#### EXTRACT

═══

Tax Cut Rolls Quickly, Confounding Gridlock

Paul H. O'Neill is secretary of the U.S. Treasury

Today the president will sign into law $1.35 trillion in tax relief for working Americans. The typical married couple will receive a $600 check this summer, and tax relief will continue each year for 10 years. When the entire tax cut goes into effect, families with children will benefit by an average of $1,463 a year.

That is quite an accomplishment, particularly when you remember how the year began. In January, Washington found itself at a crossroads. Economically, we faced a slowdown that had begun unexpectedly months earlier. Budgetwise, the U.S. faced record tax burdens and surpluses that could fuel new government spending. Perhaps the greatest challenge was political because everyone expected a close election and a nearly evenly divided Congress to resume partisan gridlock. Together these three obstacles easily could have cemented us into the status quo of conflict-induced inaction.

Instead, the president and Congress chose to move forward. By working together, both parties have guaranteed that Americans will now keep more of what they earn. Income tax rates will fall, death will cease to be taxable, the child credit will increase, the marriage penalty will be reduced, and retirement and education savings options will be expanded.

This is the largest tax cut in 20 years. It is also the biggest bipartisan accomplishment in years, and President Bush is signing it into law less than five months into his term. Many people in both parties deserve credit for this quick action. None more than the president himself, who stayed focused on his highest goal--reforming the tax code so millions of Americans could keep more of what they earn and spend it on their own priorities. The president accomplished this feat by uniting members of both parties around these principles:

First, returning surplus tax dollars to the people who sent them is the fair thing to do. The budget surplus was generated by the income tax system and should be returned to payers of income tax.

═══

#### DATA EXTRACT
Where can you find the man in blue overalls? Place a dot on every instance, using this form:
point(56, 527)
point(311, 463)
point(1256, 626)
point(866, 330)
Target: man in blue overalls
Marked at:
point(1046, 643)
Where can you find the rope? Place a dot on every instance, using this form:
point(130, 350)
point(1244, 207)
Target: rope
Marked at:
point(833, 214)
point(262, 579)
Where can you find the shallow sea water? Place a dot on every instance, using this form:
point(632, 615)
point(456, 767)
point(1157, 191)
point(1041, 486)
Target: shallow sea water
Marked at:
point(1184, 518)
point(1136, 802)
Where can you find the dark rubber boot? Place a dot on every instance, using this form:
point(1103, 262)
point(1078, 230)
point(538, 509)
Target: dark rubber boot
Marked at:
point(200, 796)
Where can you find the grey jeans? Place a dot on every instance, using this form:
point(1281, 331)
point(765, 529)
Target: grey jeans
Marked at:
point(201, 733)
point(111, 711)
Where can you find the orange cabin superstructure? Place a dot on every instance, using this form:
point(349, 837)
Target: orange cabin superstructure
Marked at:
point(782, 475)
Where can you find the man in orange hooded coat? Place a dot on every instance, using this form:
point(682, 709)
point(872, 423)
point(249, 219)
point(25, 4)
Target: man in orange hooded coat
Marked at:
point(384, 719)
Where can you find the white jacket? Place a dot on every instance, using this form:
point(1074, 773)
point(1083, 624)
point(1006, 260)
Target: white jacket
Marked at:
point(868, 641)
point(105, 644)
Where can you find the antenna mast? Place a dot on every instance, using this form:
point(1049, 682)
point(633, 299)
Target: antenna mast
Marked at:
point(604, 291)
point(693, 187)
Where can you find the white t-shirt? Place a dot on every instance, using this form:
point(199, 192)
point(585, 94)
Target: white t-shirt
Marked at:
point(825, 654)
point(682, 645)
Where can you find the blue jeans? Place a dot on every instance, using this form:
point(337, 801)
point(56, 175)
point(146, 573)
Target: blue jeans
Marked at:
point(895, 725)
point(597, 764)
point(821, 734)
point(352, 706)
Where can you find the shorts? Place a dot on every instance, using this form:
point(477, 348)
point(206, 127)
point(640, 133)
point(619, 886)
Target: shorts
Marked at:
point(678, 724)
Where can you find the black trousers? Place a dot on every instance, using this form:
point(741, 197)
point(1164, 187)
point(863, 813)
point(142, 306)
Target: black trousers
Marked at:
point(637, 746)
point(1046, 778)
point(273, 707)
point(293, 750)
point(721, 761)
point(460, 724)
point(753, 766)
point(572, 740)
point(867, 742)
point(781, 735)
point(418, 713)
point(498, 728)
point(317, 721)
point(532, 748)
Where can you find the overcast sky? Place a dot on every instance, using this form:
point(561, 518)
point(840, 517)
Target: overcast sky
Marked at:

═══

#### WORK REQUEST 1
In the tax cut article, how much will the typical married couple receive this summer?
#### WORK REQUEST 2
Transcribe everything in the tax cut article from "Instead, the president" down to "will be expanded.".
The data is separate material, unrelated to the tax cut article.

#### TASK RESPONSE 1
A $600 check.

#### TASK RESPONSE 2
Instead, the president and Congress chose to move forward. By working together, both parties have guaranteed that Americans will now keep more of what they earn. Income tax rates will fall, death will cease to be taxable, the child credit will increase, the marriage penalty will be reduced, and retirement and education savings options will be expanded.